## What is required
Carry on the forum thread about the NRA's contempt motion against Mayor Ray Nagin, writing on from its final sentence.

## Text excerpt
▽
# NRA Sues Mayor Ray Nagin



## R y a n (Apr 4, 2005)

NRA Sues Mayor Ray Nagin

Wednesday, March 01, 2006

Fairfax, VA-The National Rifle Association (NRA ) has filed a motion for contempt against the City of New Orleans, the mayor and the acting chief of police for failure to comply with a temporary restraining order, handed down September 12, 2005, ordering an end to all illegal gun confiscations.

"With looters, rapists and other thugs running rampant in New Orleans, Ray Nagin issued an order to disarm all law-abiding citizens," declared Wayne LaPierre, NRA executive vice president. "With no law enforcement and 911 available, he left the victims vulnerable by stripping away their only means of defending themselves and their loved ones. Now Ray Nagin thinks he's above the law, and that's just wrong."

Attorneys for NRA have exhausted all efforts to cooperate with the defendants, Mayor Nagin and Chief Riley, who repeatedly ignored the court's permanent restraining order against their illegal gun confiscations.

"Ray Nagin is a colossal disappointment," said Chris W. Cox, NRA chief lobbyist. "During a federally declared emergency, he abused his power and abandoned the very people he was sworn to protect. He took away the victims' freedom and their basic means of self-defense during an ill-fated and perilous time."

The motion also includes an order that all seized firearms must be returned to their rightful owners.

-------------------------------------------------------

It's about time someone do something about Nagin. The loud mouthed pompous a$$ deserves to lose his butt on this. Did anyone see some of the things that law enforcement was doing to lawful citizens? This kind of action by a political figure during a crises should be a wakeup call to all Americans that the right to Bear Arms is a vital part of our American culture!

Ryan

.


----------



## racer66 (Oct 6, 2003)

Hopefully, it goes somewhere, they would have had to pry mine from dead cold fingers.


----------



## Plainsman (Jul 30, 2003)

If their wasn't a brake down in justice it should be a criminal offense for violation of the constitutional rights of those citizens who's rights were violated. But that wouldn't be PC.


----------



## Bore.224 (Mar 23, 2005)

Bet Hollwood will not make a movie about this one "will not fit their definition of reality" :eyeroll:

You got to wonder however how stupid do you have to be to turn in your guns?


----------



## R y a n (Apr 4, 2005)

Bore.224 said:


> Bet Hollwood will not make a movie about this one "will not fit their definition of reality" :eyeroll:
> 
> You got to wonder however how stupid do you have to be to turn in your guns?


The scary part of all of this, and what got me so fired up about it, was that the police were DEMANDING that people hand over their weapons, if they witnessed them possessing them while standing on their property to defend it. Police forced some to evacuate, and summarily took their guns as they were preparing to leave.
△
## Data supplied
▽
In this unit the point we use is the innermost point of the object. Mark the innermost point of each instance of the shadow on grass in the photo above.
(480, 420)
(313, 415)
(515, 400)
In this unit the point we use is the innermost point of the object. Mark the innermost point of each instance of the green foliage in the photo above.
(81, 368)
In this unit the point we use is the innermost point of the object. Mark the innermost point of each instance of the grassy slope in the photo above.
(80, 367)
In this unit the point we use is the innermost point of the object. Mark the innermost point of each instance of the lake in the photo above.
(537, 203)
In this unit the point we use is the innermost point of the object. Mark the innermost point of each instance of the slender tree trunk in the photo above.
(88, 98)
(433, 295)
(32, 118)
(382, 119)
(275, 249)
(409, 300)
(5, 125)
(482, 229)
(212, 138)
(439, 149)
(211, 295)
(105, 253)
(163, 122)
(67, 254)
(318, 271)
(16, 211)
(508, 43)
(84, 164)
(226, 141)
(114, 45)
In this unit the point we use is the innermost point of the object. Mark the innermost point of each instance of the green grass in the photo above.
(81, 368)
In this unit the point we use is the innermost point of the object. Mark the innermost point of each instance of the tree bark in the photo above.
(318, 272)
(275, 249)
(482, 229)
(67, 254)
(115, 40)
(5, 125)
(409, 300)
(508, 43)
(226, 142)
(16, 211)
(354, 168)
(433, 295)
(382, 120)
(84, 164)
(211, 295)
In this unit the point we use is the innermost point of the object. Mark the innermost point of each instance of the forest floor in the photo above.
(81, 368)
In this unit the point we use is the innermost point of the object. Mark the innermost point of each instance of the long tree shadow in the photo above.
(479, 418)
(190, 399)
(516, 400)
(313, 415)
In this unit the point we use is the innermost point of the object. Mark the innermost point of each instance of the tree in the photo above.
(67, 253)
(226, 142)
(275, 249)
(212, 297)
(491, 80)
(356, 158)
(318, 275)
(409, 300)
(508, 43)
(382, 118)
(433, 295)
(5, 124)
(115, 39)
△
## The result
They didn't just voluntarily offer them, nor were they doing anything illegal with the weapon. Many just had them on them on a sling or in a holster. For many just the sight of an armed homeowner kept their property from being looted.

Stuff to chew on....

Ryan

.


----------



## Militant_Tiger (Feb 23, 2004)

This is precisely what the second amendment is for.


----------



## racer66 (Oct 6, 2003)

I might of had to warm the barrel on the new Sako 300WSM.


----------



## Gun Owner (Sep 9, 2005)

In case you hadnt heard yet...

March 16, 2006

(CNSNews.com) - A Second Amendment group calls it a "stunning reversal." After denying it for months, the City of New Orleans on Wednesday admitted that it does have a stockpile of firearms seized from private citizens in the days following Hurricane Katrina.

The city even took lawyers to the place where some 1,000 firearms are being stored.

"This is a very significant event," said attorney Dan Holliday, who represents National Rifle Association and the Second Amendment Foundation in an on-going lawsuit seeking to stop the city from seizing privately-owned firearms.

The city's disclosure came as attorneys for both sides prepared for a court hearing on a motion to hold the city in contempt. (On March 1, The Second Amendment Foundation and the National Rifle Association filed a motion to have New Orleans Mayor Ray Nagin and Police Superintendent Warren Riley held in contempt of court for refusing to comply with an injunction to stop illegal gun confiscations and return all seized firearms to their rightful owners.)

"We're almost in disbelief," said Second Amendment Foundation Founder Alan Gottlieb on Wednesday. "For months, the city has maintained it did not have any guns in its possession that had been taken from people following the hurricane. Now our attorneys have seen the proof that New Orleans was less than honest with the court."

Under an agreement with the court, the hearing on the contempt motion has been delayed for two weeks, and during that time, the city reportedly will set up a process to return the guns to their lawful owners.

"While we are stunned at this complete reversal on the city's part, the important immediate issue is making sure gun owners get their property back," Gottlieb said.

"What happened in New Orleans after Hurricane Katrina was an outrage," he added. "Equally disturbing is the fact that it apparently took a motion for contempt to force the city to admit what it had been denying for the past five months."

As Cybercast News Service reported in February, the National Rifle Association used images of law enforcement officers confiscating legally possessed firearms from New Orleans residents to rally conservatives at a recent conference in Washington.

National Rifle Association Executive Vice President Wayne LaPierre urged people attending the Conservative Political Action Conference to "Remember New Orleans!"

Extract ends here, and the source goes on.